[PROBLEM DESCRIPTION]: Which lines in the data below contain the string "school"? Show each one.

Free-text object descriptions
+ + + +

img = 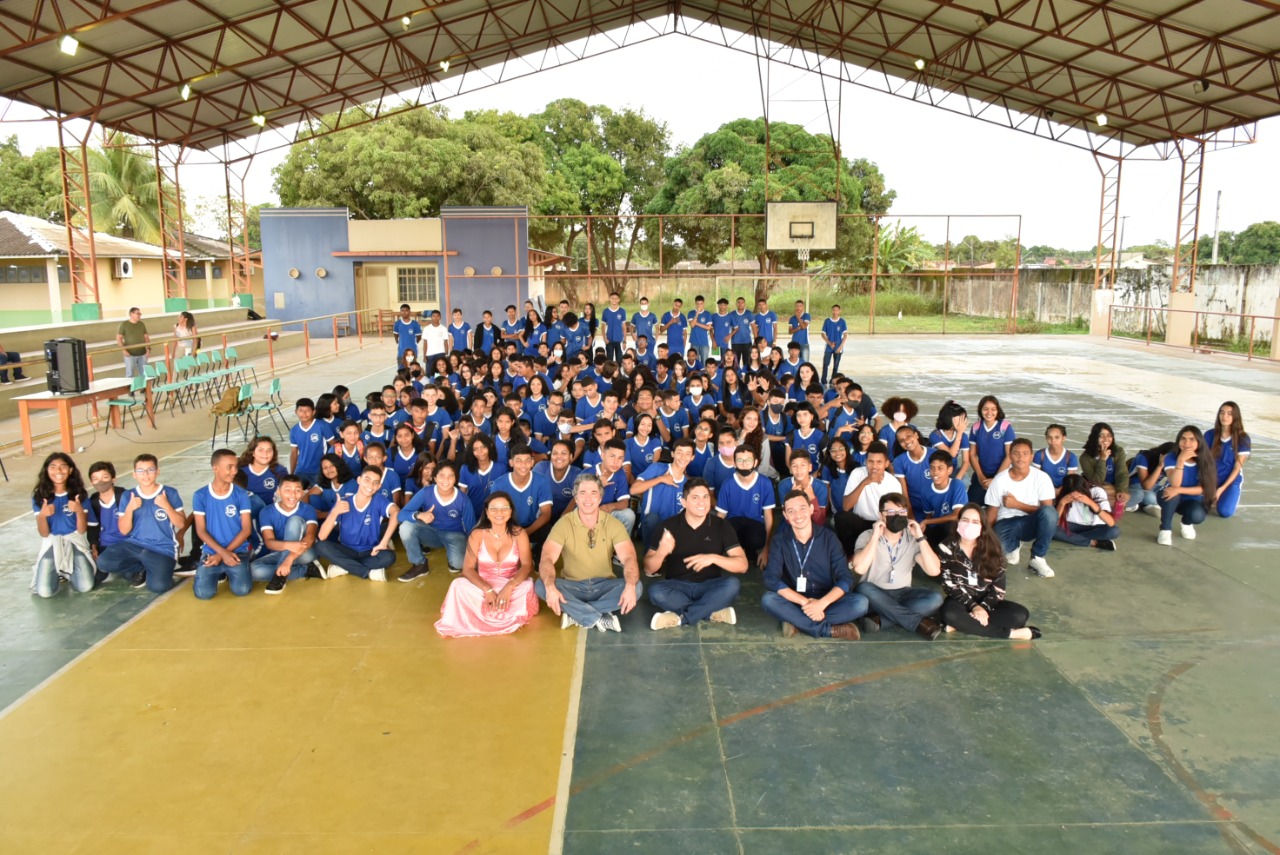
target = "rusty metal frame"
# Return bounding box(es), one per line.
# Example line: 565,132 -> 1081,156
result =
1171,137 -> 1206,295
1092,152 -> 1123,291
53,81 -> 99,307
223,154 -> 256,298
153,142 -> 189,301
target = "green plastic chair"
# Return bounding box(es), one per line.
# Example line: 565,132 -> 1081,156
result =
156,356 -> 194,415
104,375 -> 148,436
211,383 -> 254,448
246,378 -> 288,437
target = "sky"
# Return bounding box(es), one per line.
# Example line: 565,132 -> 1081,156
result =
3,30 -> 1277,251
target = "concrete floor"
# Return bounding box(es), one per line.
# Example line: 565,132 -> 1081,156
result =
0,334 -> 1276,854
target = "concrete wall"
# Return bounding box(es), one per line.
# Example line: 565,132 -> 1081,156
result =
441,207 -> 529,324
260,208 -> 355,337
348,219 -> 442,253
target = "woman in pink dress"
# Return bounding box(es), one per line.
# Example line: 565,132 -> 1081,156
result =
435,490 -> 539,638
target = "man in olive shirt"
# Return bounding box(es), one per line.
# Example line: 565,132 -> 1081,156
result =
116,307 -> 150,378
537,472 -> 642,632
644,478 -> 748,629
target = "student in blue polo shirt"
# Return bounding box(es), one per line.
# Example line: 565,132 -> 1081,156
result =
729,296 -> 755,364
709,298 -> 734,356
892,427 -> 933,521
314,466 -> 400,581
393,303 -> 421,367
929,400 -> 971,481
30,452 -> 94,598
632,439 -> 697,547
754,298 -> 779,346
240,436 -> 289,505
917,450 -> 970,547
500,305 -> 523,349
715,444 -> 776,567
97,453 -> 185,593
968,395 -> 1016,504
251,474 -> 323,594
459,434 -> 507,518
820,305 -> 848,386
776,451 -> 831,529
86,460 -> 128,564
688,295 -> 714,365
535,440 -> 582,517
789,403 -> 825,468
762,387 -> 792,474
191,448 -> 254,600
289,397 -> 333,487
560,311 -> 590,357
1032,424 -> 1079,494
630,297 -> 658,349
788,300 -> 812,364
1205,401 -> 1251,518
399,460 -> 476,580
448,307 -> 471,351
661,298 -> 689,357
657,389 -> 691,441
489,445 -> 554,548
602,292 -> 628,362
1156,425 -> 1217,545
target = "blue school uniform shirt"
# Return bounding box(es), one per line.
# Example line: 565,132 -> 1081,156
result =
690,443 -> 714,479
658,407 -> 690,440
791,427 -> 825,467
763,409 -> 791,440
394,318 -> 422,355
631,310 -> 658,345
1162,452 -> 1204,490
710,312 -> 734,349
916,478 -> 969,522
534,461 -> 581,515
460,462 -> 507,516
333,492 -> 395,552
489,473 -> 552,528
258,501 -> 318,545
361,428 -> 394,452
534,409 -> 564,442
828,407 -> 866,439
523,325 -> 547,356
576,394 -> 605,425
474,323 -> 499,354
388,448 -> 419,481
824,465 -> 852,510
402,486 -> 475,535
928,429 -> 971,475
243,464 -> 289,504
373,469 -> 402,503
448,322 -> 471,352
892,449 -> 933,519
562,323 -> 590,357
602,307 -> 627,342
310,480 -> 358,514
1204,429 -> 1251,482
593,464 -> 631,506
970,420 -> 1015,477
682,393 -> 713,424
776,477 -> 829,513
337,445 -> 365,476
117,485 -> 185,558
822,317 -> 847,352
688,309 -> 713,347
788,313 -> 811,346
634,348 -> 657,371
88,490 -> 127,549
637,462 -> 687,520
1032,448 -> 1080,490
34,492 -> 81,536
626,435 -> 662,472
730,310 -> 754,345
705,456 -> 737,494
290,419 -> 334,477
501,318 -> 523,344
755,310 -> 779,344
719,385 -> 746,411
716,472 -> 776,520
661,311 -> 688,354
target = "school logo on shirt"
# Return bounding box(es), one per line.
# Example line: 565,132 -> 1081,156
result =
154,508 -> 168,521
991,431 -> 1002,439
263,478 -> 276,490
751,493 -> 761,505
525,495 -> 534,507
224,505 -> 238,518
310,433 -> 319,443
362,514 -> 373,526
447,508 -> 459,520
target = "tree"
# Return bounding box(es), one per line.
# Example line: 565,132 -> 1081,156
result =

+ + + +

[SOLUTION]:
target = "blue school uniform shirt"
target = "school logo on shirt"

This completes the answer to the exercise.